[EXTRACTED RECORDS]:
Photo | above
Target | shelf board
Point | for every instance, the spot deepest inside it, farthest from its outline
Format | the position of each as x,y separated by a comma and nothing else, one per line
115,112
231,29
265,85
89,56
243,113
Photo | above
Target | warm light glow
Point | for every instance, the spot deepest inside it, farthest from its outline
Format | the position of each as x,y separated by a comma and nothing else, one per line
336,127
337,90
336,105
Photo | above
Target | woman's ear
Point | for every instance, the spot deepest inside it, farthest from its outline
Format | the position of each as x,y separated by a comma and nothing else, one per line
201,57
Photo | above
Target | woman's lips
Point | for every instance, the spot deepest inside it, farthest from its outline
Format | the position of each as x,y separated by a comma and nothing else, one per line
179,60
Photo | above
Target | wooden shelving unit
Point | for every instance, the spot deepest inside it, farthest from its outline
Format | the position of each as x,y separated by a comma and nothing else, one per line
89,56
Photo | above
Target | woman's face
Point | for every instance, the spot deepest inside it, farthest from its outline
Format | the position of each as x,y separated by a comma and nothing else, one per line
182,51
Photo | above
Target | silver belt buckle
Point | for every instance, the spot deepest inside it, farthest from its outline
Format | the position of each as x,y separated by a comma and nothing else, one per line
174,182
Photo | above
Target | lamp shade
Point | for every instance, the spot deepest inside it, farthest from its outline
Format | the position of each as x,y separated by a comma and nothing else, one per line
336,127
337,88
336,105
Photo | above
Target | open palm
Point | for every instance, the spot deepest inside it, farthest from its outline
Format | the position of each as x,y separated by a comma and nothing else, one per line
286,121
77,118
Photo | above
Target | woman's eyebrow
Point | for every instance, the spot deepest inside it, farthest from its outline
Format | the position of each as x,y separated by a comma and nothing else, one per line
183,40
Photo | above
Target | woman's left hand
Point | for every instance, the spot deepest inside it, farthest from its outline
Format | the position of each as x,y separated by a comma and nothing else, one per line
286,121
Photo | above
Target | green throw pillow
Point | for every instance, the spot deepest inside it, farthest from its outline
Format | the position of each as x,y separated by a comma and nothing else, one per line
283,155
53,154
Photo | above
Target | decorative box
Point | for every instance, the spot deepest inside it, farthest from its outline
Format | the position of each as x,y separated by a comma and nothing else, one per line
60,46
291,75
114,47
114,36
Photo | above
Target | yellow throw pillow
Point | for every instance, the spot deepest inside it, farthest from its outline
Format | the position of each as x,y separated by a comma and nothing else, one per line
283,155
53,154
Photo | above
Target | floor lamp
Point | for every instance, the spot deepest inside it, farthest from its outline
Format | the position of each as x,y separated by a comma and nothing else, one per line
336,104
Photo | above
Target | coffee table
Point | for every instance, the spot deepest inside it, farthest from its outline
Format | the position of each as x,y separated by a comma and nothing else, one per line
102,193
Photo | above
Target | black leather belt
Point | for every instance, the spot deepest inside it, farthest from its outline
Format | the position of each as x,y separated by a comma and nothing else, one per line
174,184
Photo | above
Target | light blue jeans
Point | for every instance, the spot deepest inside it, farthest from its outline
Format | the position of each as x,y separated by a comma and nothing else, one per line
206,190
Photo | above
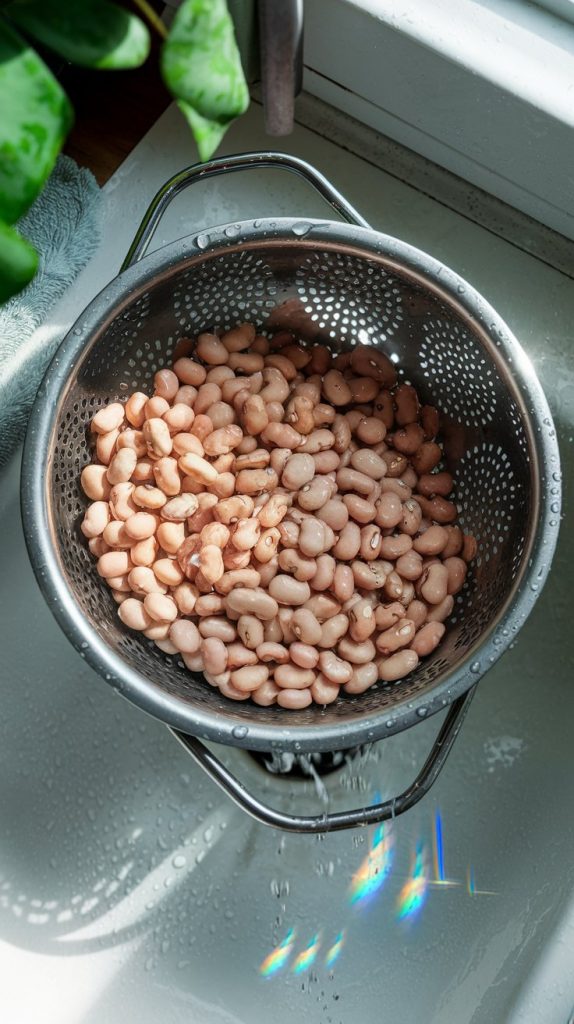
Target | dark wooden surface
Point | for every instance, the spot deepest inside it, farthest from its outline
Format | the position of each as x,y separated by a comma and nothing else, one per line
114,110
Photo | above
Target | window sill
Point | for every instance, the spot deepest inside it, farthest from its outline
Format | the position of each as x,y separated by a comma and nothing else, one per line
485,89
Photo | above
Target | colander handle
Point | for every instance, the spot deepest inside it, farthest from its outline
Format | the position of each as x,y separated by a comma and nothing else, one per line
340,819
226,165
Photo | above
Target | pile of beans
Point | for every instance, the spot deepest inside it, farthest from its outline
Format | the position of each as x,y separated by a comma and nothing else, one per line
277,516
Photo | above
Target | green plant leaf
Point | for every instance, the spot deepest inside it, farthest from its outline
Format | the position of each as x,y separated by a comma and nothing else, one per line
18,262
202,67
90,33
36,117
208,134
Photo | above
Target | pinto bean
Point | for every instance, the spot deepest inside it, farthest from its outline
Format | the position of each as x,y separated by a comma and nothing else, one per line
397,666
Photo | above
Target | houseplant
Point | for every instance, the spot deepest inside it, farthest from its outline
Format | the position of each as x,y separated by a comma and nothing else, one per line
200,64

[WORK TO BE COMPLETED]: Show every line of the records that contains the word "wooden", copying each such line in full.

[SOLUTION FOR THIS TASK]:
Target | wooden shelving unit
Target | dark wooden surface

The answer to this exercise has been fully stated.